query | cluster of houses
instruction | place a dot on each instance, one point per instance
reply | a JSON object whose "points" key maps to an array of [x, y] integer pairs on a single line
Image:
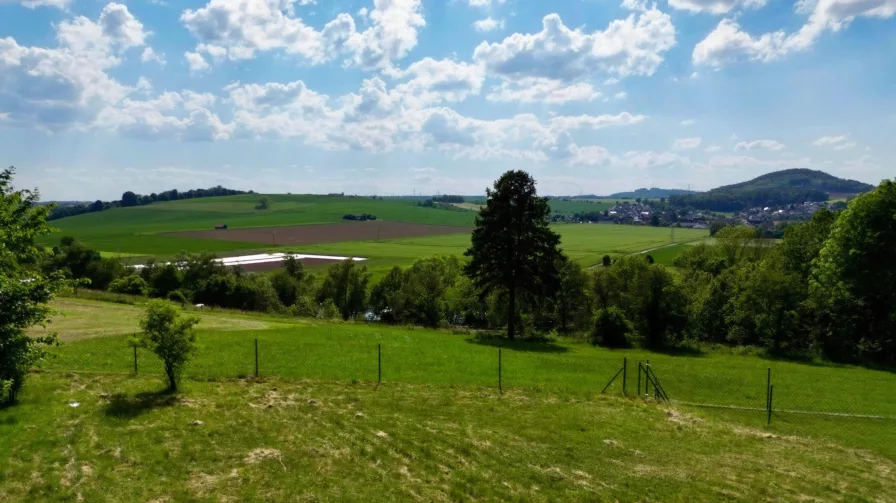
{"points": [[648, 213], [641, 213], [802, 211]]}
---
--- TASK DETAILS ---
A word-for-word copy of the listing is the goal; keep every picture out of it.

--- PROBLEM SOLUTION ---
query | cluster of houses
instruction | place a dot on each instance, one point per instance
reply | a JSON object whose "points" key maps to an array of [x, y] integer pairs on a single line
Image:
{"points": [[648, 213], [641, 213], [802, 211]]}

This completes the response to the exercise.